Where the records below reach the line containing "box: [114, 15, 370, 684]", start transcribing, and end with the line containing "positive clicks: (227, 251)", exactly and with nothing else added.

*** Opening of Material supplied ***

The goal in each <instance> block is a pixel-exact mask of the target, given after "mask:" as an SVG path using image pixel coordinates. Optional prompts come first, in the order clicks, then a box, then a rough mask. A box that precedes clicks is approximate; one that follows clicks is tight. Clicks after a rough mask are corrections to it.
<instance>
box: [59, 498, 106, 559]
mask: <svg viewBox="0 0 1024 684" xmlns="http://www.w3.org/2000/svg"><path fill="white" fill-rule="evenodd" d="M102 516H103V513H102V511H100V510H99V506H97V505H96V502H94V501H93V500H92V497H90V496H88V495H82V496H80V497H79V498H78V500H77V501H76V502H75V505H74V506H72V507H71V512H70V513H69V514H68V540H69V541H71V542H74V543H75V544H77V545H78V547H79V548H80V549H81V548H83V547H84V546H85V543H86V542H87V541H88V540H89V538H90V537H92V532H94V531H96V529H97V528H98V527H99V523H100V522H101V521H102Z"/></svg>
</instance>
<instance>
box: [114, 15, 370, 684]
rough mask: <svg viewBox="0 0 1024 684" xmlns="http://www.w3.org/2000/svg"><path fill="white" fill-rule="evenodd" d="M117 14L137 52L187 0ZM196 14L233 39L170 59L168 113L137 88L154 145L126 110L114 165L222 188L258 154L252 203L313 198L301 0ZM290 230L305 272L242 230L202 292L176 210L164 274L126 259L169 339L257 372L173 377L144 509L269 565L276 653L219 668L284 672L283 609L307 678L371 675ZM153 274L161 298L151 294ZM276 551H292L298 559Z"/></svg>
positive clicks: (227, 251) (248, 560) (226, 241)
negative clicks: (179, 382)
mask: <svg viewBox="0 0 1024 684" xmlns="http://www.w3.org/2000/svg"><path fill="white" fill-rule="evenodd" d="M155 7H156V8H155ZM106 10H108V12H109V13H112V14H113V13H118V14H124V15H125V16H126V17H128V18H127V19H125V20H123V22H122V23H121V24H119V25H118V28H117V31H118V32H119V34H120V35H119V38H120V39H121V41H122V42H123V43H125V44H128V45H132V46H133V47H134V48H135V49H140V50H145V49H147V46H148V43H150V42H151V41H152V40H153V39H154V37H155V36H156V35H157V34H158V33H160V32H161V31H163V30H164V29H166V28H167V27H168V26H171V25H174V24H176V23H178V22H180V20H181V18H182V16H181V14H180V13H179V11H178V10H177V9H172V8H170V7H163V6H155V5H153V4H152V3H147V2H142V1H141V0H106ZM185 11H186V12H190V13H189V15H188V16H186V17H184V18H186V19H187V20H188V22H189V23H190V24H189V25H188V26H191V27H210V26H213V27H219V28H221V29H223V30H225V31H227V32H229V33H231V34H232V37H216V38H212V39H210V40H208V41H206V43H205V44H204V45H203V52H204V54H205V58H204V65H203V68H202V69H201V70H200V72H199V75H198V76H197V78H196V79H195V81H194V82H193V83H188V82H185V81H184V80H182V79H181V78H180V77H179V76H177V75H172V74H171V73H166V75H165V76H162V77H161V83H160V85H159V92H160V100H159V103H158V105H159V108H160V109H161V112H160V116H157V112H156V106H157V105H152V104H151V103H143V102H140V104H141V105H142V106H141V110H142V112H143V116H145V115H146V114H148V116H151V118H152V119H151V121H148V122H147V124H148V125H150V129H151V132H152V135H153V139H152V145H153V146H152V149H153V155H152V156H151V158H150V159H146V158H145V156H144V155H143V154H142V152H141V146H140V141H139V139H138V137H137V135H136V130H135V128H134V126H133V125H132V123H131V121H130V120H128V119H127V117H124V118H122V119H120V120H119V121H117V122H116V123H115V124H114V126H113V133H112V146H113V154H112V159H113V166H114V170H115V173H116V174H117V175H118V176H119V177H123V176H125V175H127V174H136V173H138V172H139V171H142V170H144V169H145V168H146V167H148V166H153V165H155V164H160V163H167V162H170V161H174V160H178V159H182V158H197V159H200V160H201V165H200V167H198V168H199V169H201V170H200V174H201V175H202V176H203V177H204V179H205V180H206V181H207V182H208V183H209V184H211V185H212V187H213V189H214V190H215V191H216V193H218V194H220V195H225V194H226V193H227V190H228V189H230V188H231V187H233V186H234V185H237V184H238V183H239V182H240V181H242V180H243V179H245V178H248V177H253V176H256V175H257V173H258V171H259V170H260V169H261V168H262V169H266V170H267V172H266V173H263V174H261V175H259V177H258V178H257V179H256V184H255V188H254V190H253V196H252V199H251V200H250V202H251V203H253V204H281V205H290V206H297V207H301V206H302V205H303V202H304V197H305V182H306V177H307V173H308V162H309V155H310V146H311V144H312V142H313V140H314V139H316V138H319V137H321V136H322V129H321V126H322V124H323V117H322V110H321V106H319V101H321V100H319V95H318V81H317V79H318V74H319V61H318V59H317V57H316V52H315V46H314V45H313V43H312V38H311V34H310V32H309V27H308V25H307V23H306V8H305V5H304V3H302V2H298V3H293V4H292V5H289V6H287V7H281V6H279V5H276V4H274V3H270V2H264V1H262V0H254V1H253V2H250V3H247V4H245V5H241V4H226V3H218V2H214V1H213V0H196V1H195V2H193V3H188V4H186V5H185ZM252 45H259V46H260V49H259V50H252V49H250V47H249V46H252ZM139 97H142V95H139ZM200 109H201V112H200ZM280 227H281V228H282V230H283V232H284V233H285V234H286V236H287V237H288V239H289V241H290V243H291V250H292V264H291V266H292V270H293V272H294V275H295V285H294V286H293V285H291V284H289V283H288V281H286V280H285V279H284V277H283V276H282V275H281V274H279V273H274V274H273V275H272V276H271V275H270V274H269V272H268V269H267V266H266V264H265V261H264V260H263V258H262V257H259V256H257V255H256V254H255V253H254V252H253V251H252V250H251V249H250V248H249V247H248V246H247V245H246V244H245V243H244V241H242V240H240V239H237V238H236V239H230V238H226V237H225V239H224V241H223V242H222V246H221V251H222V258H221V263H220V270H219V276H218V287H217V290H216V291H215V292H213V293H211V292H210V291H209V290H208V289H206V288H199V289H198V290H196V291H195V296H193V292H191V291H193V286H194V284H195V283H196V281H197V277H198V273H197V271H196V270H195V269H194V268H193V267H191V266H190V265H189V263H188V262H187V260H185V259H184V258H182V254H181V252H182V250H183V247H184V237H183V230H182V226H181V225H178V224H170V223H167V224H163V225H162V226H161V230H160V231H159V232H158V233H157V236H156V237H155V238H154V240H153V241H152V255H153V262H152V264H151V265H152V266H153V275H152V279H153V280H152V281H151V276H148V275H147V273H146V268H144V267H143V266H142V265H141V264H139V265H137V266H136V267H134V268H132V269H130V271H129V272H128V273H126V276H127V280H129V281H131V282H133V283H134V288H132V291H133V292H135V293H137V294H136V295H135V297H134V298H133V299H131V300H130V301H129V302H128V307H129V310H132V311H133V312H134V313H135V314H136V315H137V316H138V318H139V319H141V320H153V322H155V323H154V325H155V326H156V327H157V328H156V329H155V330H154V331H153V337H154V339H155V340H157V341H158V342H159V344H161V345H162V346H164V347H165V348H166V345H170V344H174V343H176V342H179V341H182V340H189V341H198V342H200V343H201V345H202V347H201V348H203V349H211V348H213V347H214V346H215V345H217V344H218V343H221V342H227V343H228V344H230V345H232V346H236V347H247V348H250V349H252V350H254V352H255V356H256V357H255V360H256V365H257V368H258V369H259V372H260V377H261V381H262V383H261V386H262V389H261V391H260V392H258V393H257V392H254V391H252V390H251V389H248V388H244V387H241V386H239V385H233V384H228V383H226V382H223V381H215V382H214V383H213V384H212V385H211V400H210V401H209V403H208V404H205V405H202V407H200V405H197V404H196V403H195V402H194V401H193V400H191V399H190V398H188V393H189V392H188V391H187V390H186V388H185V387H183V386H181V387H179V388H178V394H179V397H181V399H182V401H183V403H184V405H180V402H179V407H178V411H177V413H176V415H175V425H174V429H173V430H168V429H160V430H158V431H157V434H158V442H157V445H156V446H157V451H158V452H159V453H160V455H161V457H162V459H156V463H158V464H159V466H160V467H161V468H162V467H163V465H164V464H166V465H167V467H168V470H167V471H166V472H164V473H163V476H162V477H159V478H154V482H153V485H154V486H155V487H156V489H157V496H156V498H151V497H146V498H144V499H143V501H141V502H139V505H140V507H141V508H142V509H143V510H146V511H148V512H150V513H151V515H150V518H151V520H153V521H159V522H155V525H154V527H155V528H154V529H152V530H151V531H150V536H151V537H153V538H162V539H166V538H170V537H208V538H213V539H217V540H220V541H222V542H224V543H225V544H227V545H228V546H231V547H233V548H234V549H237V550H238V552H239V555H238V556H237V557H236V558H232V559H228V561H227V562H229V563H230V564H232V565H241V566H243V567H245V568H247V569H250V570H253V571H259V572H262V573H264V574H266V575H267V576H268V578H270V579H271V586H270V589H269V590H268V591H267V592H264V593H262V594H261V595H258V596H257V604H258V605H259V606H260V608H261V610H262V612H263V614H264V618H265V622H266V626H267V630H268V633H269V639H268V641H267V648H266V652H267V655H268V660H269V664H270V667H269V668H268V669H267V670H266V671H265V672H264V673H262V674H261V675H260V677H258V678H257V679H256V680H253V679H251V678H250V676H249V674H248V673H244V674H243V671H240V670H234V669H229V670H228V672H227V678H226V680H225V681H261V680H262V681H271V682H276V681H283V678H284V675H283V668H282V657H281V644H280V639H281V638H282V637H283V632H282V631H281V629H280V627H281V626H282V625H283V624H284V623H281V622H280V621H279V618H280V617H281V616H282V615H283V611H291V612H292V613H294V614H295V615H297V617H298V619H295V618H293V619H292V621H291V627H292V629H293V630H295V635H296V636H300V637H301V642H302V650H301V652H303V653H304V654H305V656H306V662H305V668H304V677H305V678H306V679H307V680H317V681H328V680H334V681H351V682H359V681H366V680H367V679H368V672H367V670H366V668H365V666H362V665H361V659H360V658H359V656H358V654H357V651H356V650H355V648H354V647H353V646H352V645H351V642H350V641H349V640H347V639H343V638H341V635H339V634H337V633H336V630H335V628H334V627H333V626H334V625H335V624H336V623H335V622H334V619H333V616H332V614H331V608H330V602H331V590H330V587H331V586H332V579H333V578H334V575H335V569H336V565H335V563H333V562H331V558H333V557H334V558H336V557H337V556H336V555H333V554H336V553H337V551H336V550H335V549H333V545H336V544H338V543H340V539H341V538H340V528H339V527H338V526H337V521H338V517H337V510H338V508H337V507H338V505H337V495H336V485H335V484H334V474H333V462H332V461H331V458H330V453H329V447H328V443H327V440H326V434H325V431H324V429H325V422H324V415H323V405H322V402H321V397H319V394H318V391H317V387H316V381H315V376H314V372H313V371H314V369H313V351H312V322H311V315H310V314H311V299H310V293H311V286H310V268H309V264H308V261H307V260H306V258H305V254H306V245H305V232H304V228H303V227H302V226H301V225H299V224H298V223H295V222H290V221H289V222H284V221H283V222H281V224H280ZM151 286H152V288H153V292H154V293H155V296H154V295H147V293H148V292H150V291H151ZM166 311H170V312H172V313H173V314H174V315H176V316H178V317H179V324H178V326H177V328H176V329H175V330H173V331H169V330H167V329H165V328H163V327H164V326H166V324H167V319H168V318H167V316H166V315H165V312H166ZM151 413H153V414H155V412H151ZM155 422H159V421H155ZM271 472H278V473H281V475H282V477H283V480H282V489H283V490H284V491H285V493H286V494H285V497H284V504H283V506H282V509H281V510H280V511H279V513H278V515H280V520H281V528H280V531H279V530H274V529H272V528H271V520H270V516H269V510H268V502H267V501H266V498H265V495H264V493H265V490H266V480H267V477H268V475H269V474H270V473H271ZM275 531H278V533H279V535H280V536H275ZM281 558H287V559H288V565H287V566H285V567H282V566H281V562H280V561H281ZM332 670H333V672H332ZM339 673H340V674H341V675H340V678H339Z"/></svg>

*** Close of Material supplied ***
*** Opening of Material supplied ***

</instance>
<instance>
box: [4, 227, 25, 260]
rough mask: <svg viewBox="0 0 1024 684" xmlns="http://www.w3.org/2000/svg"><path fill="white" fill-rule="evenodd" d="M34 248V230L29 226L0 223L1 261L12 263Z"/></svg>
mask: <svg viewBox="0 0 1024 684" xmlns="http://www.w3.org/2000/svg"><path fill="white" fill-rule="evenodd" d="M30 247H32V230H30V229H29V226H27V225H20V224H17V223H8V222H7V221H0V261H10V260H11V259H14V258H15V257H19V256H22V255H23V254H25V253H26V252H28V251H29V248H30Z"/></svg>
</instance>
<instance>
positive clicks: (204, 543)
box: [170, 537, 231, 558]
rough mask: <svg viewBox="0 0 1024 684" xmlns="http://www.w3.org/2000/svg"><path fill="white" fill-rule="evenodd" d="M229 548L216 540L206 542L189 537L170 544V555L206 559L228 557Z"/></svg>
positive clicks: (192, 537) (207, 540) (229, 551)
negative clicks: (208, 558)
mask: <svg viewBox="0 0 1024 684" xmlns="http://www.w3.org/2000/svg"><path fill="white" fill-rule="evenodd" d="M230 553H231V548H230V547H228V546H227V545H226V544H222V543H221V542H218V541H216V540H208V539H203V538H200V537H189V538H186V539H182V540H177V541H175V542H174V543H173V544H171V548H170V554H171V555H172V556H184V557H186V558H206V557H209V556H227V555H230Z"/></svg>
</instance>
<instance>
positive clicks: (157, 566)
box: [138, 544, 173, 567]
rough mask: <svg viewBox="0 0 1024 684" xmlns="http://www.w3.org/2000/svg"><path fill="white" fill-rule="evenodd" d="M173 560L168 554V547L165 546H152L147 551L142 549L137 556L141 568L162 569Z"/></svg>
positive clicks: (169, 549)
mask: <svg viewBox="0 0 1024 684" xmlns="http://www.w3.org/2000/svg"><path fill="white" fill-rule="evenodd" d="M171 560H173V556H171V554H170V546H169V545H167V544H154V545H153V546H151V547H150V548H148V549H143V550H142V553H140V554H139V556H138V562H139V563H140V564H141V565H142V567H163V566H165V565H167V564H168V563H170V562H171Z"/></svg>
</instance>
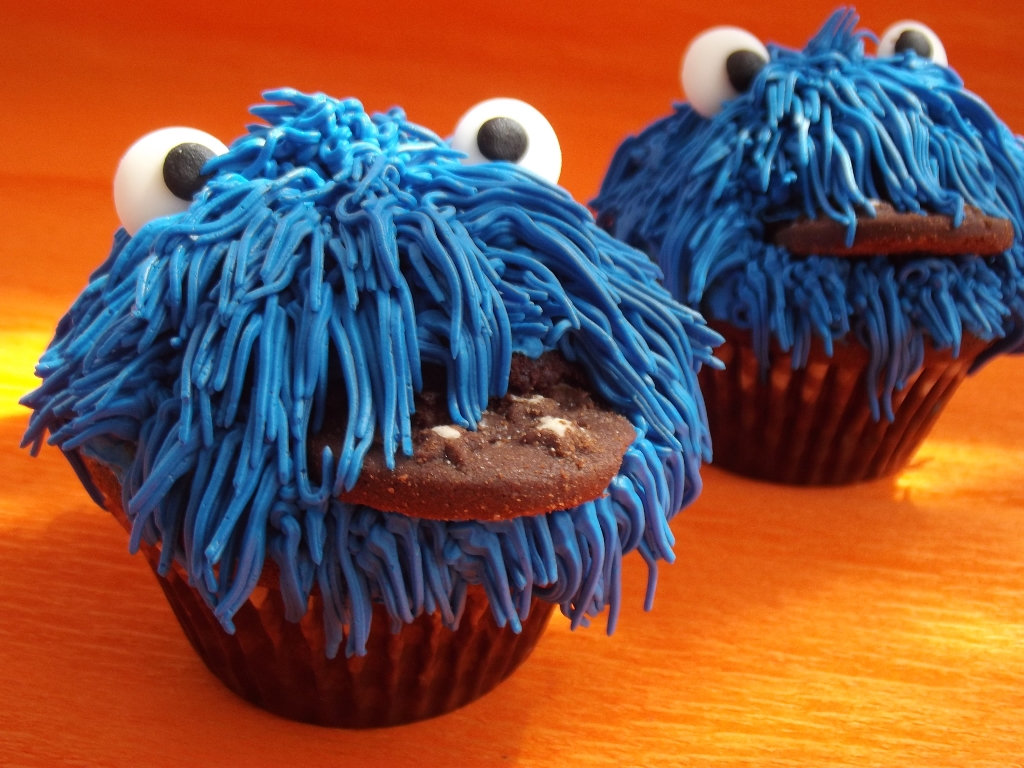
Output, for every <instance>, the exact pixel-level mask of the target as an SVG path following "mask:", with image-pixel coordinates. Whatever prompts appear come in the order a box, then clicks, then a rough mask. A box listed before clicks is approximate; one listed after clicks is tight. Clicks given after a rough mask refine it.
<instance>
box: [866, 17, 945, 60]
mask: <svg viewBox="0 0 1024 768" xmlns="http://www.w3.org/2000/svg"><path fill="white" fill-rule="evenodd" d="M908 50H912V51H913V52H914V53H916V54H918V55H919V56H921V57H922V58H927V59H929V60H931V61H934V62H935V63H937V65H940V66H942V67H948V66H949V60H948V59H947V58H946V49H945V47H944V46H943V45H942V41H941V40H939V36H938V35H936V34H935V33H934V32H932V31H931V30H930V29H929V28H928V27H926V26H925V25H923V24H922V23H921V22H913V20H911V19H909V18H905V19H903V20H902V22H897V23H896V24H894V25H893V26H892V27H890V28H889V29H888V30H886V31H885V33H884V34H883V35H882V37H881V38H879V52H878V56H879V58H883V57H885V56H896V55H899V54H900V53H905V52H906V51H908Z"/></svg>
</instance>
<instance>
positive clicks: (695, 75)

*** Close of Material supplied ***

* Output for this exercise:
box: [114, 15, 370, 684]
rough mask: <svg viewBox="0 0 1024 684" xmlns="http://www.w3.org/2000/svg"><path fill="white" fill-rule="evenodd" d="M117 14L137 52L187 0ZM196 14L233 39L170 59L168 113L137 88L154 145L126 110L114 165L222 188L258 154L252 203L313 198L301 0ZM290 230L305 272L242 230L202 292L176 210L164 274L126 259L169 339L257 372L173 377L144 509L269 565L276 653L219 668L284 672L283 609L307 678L371 675ZM153 274L161 298L151 294ZM276 551H292L298 559Z"/></svg>
positive clicks: (227, 251) (248, 560) (226, 241)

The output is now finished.